__What to do__:
1) List every figure written in digits in the café essay.
2) Quote the café essay between "In recent years, as" and "talking to anyone.", inclusive.
3) Continue the café essay from where it stops.

__Text segment__:
============================================================
Recently in the back-up café, finding a table has been a problem at the weekends. They’re prioritising bookings. Big gatherings. That’s where the money is. From a business point of view, of course, I understand it. But as someone with a tiny social circle, it’s also irksome. A not insignificant chunk of their regulars are, like me, usually in there on their own. As a writer, I’m always people watching, trying to guess their lives, the path that has maybe led to them having a social circle that can rival my own in the underwhelming stakes. I sometimes wonder what people make of me being on my own most of the time.
Cafés are a big part of my life, as anyone who knows my work will already be aware of. It’s a cultural thing. It’s a thread back to my earliest days, growing up in a Spanish home where both my parents drank their coffee in glasses. The best way to have your coffee as far as I’m concerned. There were no mugs in our home, until about 1985 when I began collecting all the Roland Rat associated mugs that Woolies used to sell when The Rat (who I would have a Twitter spat with in 2011) was at the peak of his popularity.
In recent years, as my productivity dwindles and my life drifts, I haven’t always necessarily been in the cafés because I wanted to be, but because I knew it was important just to step out of the flat. The 18 months leading up to the pandemic were a torrid time for me on a personal level, one I never quite came through but one valuable lesson gleaned from that period was the need to get out every day, whether for a run or a coffee, even if I wasn’t writing. I learned to just head to the café with a book and be around people and noise, even if most of the time I wouldn’t be talking to anyone.
============================================================
__Collected data__:
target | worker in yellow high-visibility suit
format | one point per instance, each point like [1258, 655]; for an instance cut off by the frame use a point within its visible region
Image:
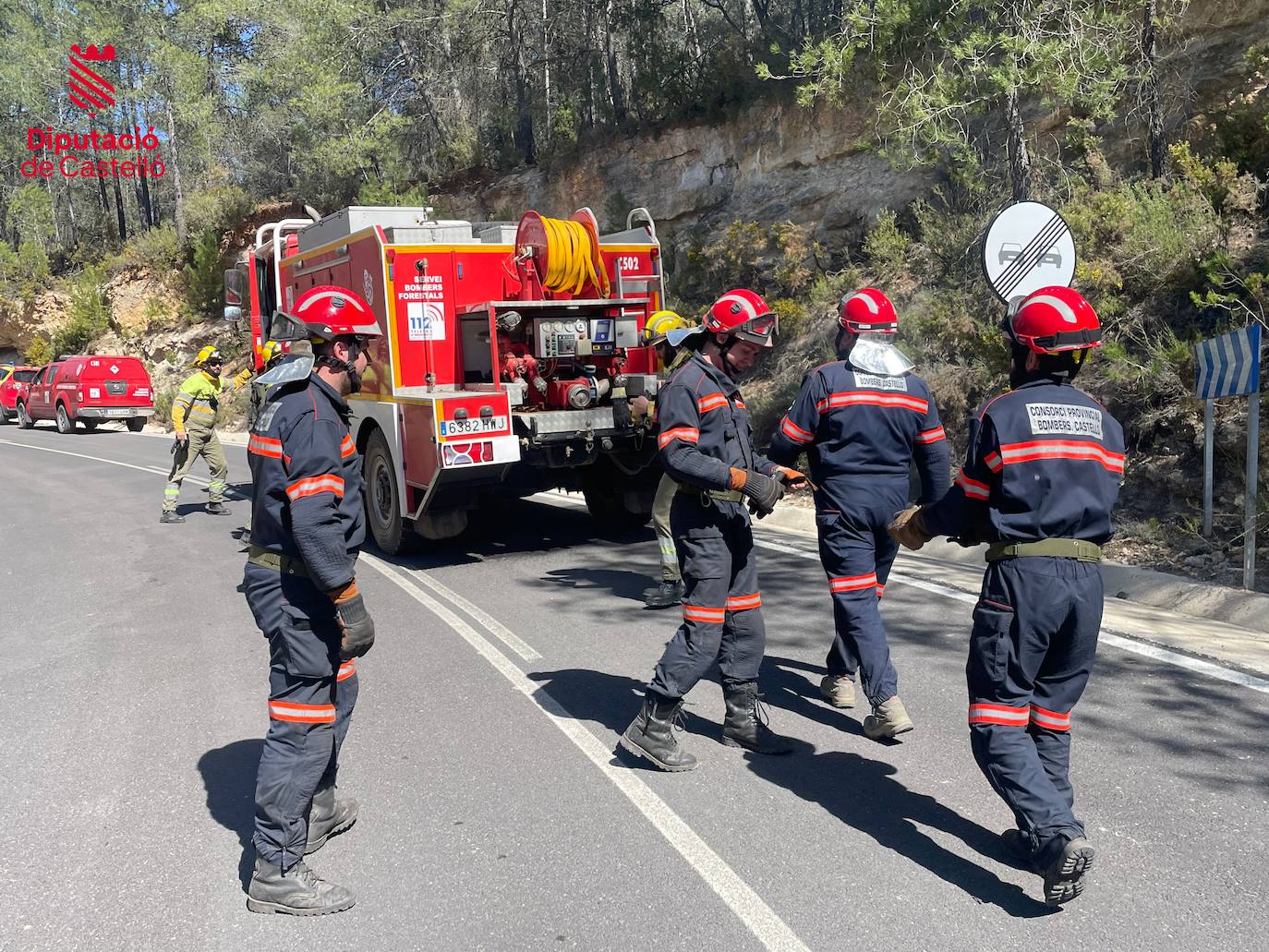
[193, 416]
============================================================
__Response list__:
1) 1985, 2011, 18

2)
In recent years, as my productivity dwindles and my life drifts, I haven’t always necessarily been in the cafés because I wanted to be, but because I knew it was important just to step out of the flat. The 18 months leading up to the pandemic were a torrid time for me on a personal level, one I never quite came through but one valuable lesson gleaned from that period was the need to get out every day, whether for a run or a coffee, even if I wasn’t writing. I learned to just head to the café with a book and be around people and noise, even if most of the time I wouldn’t be talking to anyone.

3)
I can’t help thinking that by prioritising these big bookings and chasing the money brought in by these birthday parties, and often having to tell the solitary regulars like myself that they have no space, the back-up café is moving away from it was. A place for the community. A number of us in there often don’t have anywhere else to be.
When they can still accommodate the lone drinkers, I sometimes glance over at these big gatherings, remembering the big birthday parties my mum often threw for me, and I’m pleased that these little kids are having parties they will remember forever. I do wonder though if the adults overseeing these events have any empathy (maybe they don’t have the time for that) for those sitting alone while they are surrounded by their loved ones.
Someone said to me a while back the London is suffering from an epidemic of loneliness. That this came from a psychiatrist (I wasn’t seeing them in a patient capacity, for once, I’m pleased to say) who by night is a comedian, meant this stayed with me. Loneliness is such a crippling thing to experience and I know I’ve been experiencing it for well over a decade now. It’s just something that happened to my life that I was never able to correct. And in the evening, whether I’m gigging in front of 4 people or 150, it doesn’t change the fact all I’ve done is swap the loneliness of the flat for the solitariness of the stage.
Before the spring of 2013, the low points in my life were all linked the sudden bereavements that derailed my life. In 2013, stuck in a spiral of living in 16 homes in just 2.5 years as the housing crisis held me in its grip, I was in a sub-let in Peckham, living off-grid essentially. Around this time, I was waking up at the weekends beset by a feeling I hadn’t really experienced before. It would take me a few years to grasp that was loneliness. It can’t be linked to any of the losses I suffered. It’s just what’s happened to my life. It’s such a strange thing that this happened to me.
Perhaps going teetotal two days into January 2011 and sticking with it to this day impacted on my social life in a bigger way than I thought it would. All I know is that loneliness never disappeared and you can understand, when you go through it, how it can undo you both mentally and physically.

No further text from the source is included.